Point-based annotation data
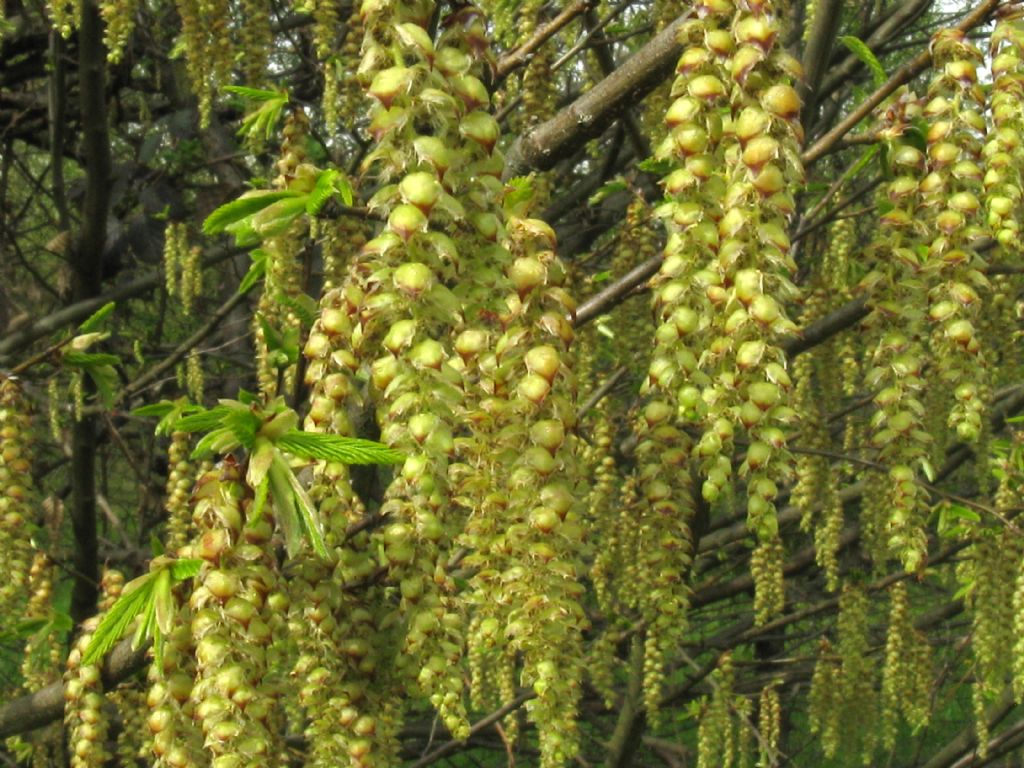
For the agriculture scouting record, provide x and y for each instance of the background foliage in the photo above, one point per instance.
(406, 383)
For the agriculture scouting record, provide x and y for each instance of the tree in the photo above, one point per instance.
(630, 383)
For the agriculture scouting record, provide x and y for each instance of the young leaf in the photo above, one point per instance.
(204, 421)
(655, 166)
(248, 205)
(337, 449)
(256, 94)
(303, 305)
(218, 441)
(276, 217)
(244, 424)
(163, 601)
(159, 410)
(307, 516)
(256, 271)
(284, 506)
(89, 359)
(93, 322)
(323, 190)
(185, 567)
(116, 622)
(861, 51)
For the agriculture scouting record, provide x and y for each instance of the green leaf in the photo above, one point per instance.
(861, 51)
(163, 602)
(344, 190)
(862, 162)
(248, 205)
(218, 441)
(276, 217)
(247, 398)
(308, 518)
(204, 421)
(89, 359)
(606, 190)
(284, 505)
(262, 492)
(325, 188)
(287, 342)
(256, 271)
(159, 410)
(244, 424)
(185, 567)
(337, 449)
(518, 195)
(303, 305)
(656, 167)
(93, 322)
(259, 462)
(136, 598)
(255, 94)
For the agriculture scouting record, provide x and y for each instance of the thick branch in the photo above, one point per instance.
(45, 706)
(818, 50)
(595, 110)
(903, 75)
(13, 342)
(514, 59)
(967, 739)
(87, 281)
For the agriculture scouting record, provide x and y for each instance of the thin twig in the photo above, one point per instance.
(449, 747)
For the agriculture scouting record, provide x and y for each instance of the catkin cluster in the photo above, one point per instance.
(16, 514)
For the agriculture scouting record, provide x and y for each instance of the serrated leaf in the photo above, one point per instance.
(160, 410)
(656, 166)
(276, 217)
(343, 188)
(303, 305)
(243, 424)
(337, 449)
(259, 502)
(89, 359)
(866, 56)
(218, 441)
(259, 462)
(116, 622)
(93, 321)
(184, 567)
(308, 519)
(256, 271)
(323, 190)
(248, 205)
(256, 94)
(284, 506)
(606, 190)
(163, 602)
(518, 195)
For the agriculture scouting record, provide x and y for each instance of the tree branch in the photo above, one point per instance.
(595, 110)
(903, 75)
(44, 706)
(87, 267)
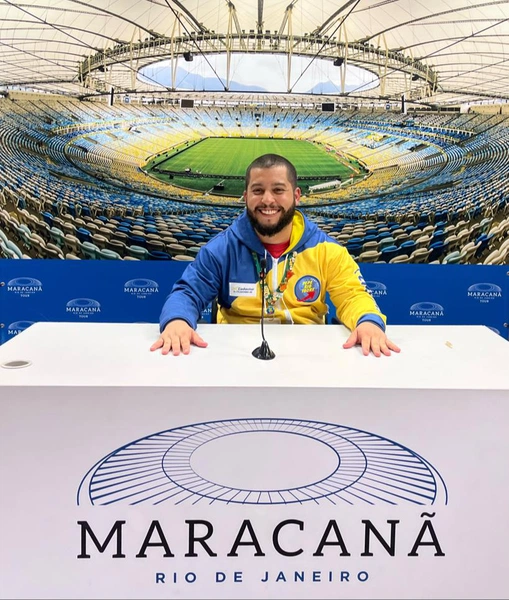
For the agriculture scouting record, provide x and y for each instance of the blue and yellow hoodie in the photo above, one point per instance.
(226, 268)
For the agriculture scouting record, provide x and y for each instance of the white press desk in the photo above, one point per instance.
(321, 473)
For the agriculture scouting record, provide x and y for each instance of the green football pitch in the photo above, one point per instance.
(218, 165)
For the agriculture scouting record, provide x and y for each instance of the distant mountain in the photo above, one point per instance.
(195, 82)
(328, 87)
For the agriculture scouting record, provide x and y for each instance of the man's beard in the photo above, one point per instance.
(285, 219)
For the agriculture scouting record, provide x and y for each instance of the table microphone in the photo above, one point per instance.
(263, 352)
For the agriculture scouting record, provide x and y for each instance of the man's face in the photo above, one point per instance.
(270, 200)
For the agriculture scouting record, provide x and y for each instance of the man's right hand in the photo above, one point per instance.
(178, 336)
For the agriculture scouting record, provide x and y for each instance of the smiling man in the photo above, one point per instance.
(303, 264)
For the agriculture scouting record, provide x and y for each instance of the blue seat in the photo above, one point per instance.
(408, 247)
(83, 235)
(389, 252)
(158, 255)
(437, 250)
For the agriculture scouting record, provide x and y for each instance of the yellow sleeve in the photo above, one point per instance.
(347, 288)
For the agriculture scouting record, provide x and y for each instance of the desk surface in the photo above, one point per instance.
(104, 354)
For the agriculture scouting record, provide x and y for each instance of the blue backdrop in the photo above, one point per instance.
(134, 291)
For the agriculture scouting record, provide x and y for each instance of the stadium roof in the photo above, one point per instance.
(434, 51)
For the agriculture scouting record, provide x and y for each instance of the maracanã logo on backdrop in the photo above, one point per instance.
(376, 288)
(24, 286)
(83, 308)
(426, 311)
(484, 292)
(141, 288)
(263, 461)
(18, 327)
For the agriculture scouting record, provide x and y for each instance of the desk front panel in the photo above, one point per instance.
(253, 493)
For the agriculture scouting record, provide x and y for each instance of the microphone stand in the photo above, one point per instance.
(263, 352)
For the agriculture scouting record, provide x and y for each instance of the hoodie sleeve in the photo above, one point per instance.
(348, 291)
(199, 285)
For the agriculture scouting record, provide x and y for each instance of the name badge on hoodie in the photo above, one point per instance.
(243, 289)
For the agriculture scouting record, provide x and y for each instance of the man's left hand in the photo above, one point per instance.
(371, 337)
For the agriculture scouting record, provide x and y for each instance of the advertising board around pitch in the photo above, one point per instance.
(228, 491)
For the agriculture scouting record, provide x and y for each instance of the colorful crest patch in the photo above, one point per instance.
(307, 289)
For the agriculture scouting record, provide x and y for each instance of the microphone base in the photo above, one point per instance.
(263, 352)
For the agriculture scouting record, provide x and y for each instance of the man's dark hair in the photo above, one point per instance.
(273, 160)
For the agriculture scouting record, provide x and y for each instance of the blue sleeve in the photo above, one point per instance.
(192, 293)
(372, 318)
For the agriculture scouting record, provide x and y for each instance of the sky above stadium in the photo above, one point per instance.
(259, 73)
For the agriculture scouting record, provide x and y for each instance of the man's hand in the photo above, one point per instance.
(177, 336)
(371, 337)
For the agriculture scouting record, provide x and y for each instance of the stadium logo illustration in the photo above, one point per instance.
(24, 286)
(427, 311)
(18, 327)
(376, 288)
(83, 308)
(263, 461)
(307, 289)
(141, 288)
(484, 292)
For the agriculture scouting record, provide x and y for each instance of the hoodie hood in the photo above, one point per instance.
(302, 230)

## Exercise details
Images in the records should not be copied. Repeat all the rest exactly.

## Result of the task
For the agriculture scouting record, provide x and y for each instance of the background foliage in the photo above, one point per instance.
(406, 383)
For the agriculture scouting record, provide x and y for each instance of the tree in the photo above, one point per instance.
(630, 383)
For the agriculture scouting record, provide x and y for each instance of the young leaf in the photo above, one point per instance.
(204, 421)
(655, 166)
(248, 205)
(337, 449)
(256, 94)
(303, 305)
(218, 441)
(276, 217)
(244, 424)
(163, 601)
(159, 410)
(307, 516)
(256, 271)
(284, 506)
(89, 359)
(93, 322)
(323, 190)
(185, 567)
(116, 622)
(861, 51)
For the agriculture scouting record, provide x and y for each instance of the green leaf in the photo above, one point per instance.
(861, 51)
(163, 602)
(344, 190)
(862, 162)
(248, 205)
(218, 441)
(276, 217)
(247, 398)
(308, 518)
(204, 421)
(89, 359)
(606, 190)
(284, 505)
(262, 492)
(325, 188)
(287, 342)
(256, 271)
(159, 410)
(244, 424)
(185, 567)
(337, 449)
(518, 195)
(303, 305)
(656, 167)
(93, 322)
(259, 462)
(136, 598)
(255, 94)
For the agriculture scouting record, provide x and y for each instance of the thick branch in the photo above, one point per instance.
(45, 706)
(818, 50)
(595, 110)
(903, 75)
(13, 342)
(514, 59)
(967, 739)
(87, 281)
For the agriculture scouting record, provide x and y for each instance of the thin twig in the photo above, one point per instance.
(449, 747)
For the agriculture scouting record, provide x and y for each instance of the catkin cluster in the photo above, one point per instance.
(16, 514)
For the agriculture scouting record, provide x and y for each instance of the serrated leaf in the photo above, one point per instance.
(160, 410)
(656, 166)
(276, 217)
(343, 188)
(303, 305)
(243, 424)
(337, 449)
(259, 502)
(89, 359)
(866, 56)
(218, 441)
(259, 462)
(116, 622)
(93, 321)
(184, 567)
(308, 519)
(256, 271)
(323, 190)
(248, 205)
(256, 94)
(284, 506)
(606, 190)
(163, 602)
(518, 195)
For the agriculture scouting record, provide x and y for each instance of the tree branch in the photo above, one point per instance.
(595, 110)
(903, 75)
(44, 706)
(87, 267)
For the agriculture scouting record, provide x and y for each instance of the blue and yellow hoodie in the photo above, one point per instance.
(226, 268)
For the agriculture scouting record, provide x and y for each instance of the white press desk in the photo above, one point per instance.
(321, 473)
For the agriculture scouting record, provide x and y for each instance of the green football pitch in the photo above, one point per instance.
(218, 165)
For the agriculture scouting record, provide x and y for each instance of the distant mountain in the photo above, one point per instance.
(195, 82)
(328, 87)
For the agriculture scouting record, provide x and y for each instance of the man's beard in the photo above, one point per instance.
(285, 219)
For the agriculture scouting record, provide x and y for each instance of the table microphone in the photo above, one point per instance.
(263, 352)
For the agriculture scouting record, provide x and y for each instance of the man's face in the photo above, one point per instance.
(270, 200)
For the agriculture scouting record, provide x and y for each instance of the man's right hand in the photo above, one point per instance.
(178, 336)
For the agriculture scouting record, provide x and y for each instance of the smiling man in the photo above, one point per instance.
(303, 264)
For the agriculture scouting record, provide x and y for each instance of the blue seat in the photo above, one point per instance.
(408, 247)
(83, 235)
(389, 252)
(158, 255)
(437, 250)
For the agriculture scouting record, provide x and y for each instance of the yellow sleeve in the photo above, one point per instance.
(347, 288)
For the agriculture scouting record, provide x and y for each instance of the desk surface in the photo above, one point per instance.
(104, 354)
For the agriculture scouting record, provide x and y for each instance of the blue backdrop in the photo above, one point per instance.
(134, 291)
For the agriculture scouting record, provide x and y for each instance of the stadium roof in the photo above, one point per instance.
(434, 51)
For the agriculture scouting record, provide x and y for each instance of the maracanã logo on backdrop in the photo above, one point per instance.
(376, 288)
(24, 286)
(83, 308)
(426, 311)
(484, 292)
(141, 288)
(263, 461)
(18, 327)
For the agriculture scouting record, provide x and y for each instance of the desk front panel in the photo above, one point per instance.
(253, 493)
For the agriculture scouting record, provide x and y for each instance of the microphone stand in the photo above, one point per instance.
(263, 352)
For the agriculture scouting record, provide x and y for each instance of the hoodie sleeve in the photo above, one point per instance.
(348, 291)
(199, 285)
For the agriculture scouting record, provide x and y for each instance of the name badge on hoodie in the photo above, one point per instance.
(243, 289)
For the agriculture scouting record, provide x and y for each instance of the man's left hand in the photo above, one point per instance.
(371, 337)
For the agriculture scouting record, provide x and y for each instance of the advertising board around pitch in the photo above, one point per instance.
(228, 491)
For the agriculture scouting record, provide x and y for each instance of the colorful crest patch in the photo above, one point per instance.
(307, 289)
For the agriculture scouting record, provide x and y for each instance of the microphone base in the photo above, one point per instance.
(263, 352)
For the agriculture scouting record, provide x and y for each instance of the man's dark hair in the photo above, one point per instance.
(273, 160)
For the agriculture scouting record, provide x and y for each instance of the blue sleeve in the photo above, one point per instance.
(192, 293)
(372, 318)
For the agriculture scouting record, provide x and y for each instance of the sky above stadium in the photo above, one point per instance.
(259, 73)
For the agriculture scouting record, provide x and y for each instance of the man's hand in the photo above, one point per instance.
(177, 336)
(371, 337)
For the agriculture scouting record, provide x and y for each instance of the stadium logo illustration in the photo above, one point per instance.
(24, 286)
(427, 311)
(18, 327)
(376, 288)
(83, 308)
(263, 461)
(307, 289)
(141, 288)
(484, 292)
For the agriculture scouting record, provide x and y for each instance of the hoodie hood in the photo above, one point per instance.
(302, 230)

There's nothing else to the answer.